**Work required:** Copy the rows again, starting at the line that contains "bush, one per animal or object that matches." and continuing through the last row, keeping each request and shifting every coordinate in the answer points by adding 43 to both numbers. Leave the pictures out of your copy.

**Input material:**
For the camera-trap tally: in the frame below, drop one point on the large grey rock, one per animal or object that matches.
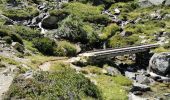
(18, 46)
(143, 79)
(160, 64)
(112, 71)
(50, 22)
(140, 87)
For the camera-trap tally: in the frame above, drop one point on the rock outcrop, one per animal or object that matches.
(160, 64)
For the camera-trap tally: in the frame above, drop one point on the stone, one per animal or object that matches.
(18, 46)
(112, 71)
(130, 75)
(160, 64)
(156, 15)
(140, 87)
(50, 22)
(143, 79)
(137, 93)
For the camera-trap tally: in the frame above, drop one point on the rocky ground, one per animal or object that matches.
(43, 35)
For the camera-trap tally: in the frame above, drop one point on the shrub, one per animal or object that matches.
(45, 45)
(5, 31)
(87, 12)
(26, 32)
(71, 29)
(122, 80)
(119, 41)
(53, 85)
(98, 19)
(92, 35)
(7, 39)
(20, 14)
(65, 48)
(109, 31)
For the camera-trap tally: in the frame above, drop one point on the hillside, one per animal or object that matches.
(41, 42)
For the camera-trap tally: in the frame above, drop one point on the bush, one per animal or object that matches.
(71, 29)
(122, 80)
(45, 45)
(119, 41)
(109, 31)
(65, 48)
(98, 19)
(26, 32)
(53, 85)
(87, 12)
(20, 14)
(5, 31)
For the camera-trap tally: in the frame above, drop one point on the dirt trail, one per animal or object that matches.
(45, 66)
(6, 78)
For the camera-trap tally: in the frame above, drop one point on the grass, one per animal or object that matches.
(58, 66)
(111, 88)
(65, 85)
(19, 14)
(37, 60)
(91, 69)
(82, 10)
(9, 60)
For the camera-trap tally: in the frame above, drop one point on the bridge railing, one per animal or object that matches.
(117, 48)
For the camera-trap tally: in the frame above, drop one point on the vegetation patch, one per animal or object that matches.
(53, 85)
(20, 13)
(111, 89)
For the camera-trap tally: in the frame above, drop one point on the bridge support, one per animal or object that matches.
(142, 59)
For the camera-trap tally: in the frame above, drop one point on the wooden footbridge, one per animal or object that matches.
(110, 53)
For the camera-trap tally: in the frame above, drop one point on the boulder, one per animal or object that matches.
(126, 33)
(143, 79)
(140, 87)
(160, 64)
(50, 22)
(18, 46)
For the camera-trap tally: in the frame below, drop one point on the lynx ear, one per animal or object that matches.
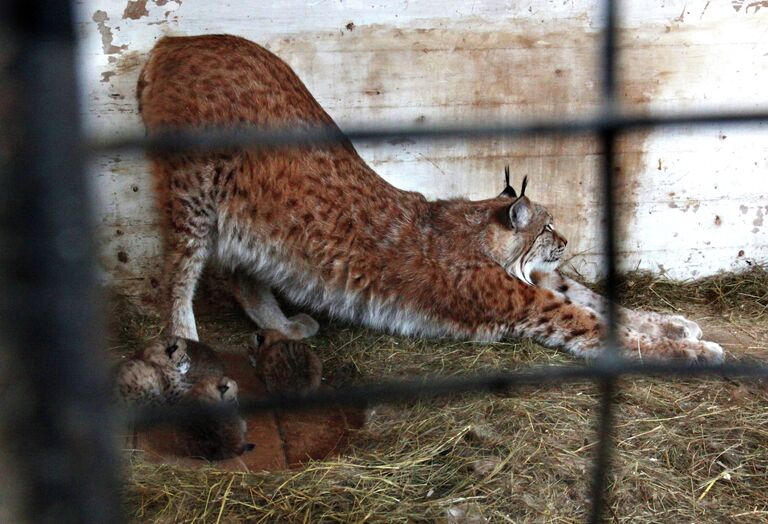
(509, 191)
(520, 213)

**Final answer:**
For the camera-trap tally: in the frame above, drop one point on the bush, one per animal or object that matches.
(114, 72)
(165, 123)
(88, 88)
(162, 84)
(152, 74)
(108, 91)
(141, 62)
(69, 75)
(96, 128)
(130, 55)
(63, 57)
(48, 74)
For the camera-trap tally: in the frame above, drop one point on the dirt trail, one per animal or object that matches.
(88, 109)
(49, 121)
For the camera-trap tally: in the frame above, drop one point on the grass, one per animal or object that matches.
(101, 109)
(154, 131)
(108, 128)
(62, 57)
(80, 103)
(134, 112)
(125, 53)
(52, 103)
For the camera-trap tally: in the frame above, drop one point on the bridge railing, one per animal or object that matches.
(160, 91)
For the camera-trap tally: in the frame above, drop one point on the vegetation patch, one per animal or object that matches.
(96, 128)
(63, 56)
(154, 132)
For the camera-trap tally: in the frame above, drop one point on the bridge support, one per animal or object that matches.
(185, 102)
For the camera-trap tally: in the frame above, drop one point on the wooden footbridge, one per animal or object that matches.
(153, 96)
For the camera-trap tally: in the frame above, drop one point on the boulder, one per animal or object that matches.
(169, 76)
(186, 122)
(183, 130)
(203, 107)
(93, 65)
(61, 89)
For the camera-trap tally: in the frame below, drop one point on the lynx ear, one per animal or object that matches.
(552, 234)
(563, 256)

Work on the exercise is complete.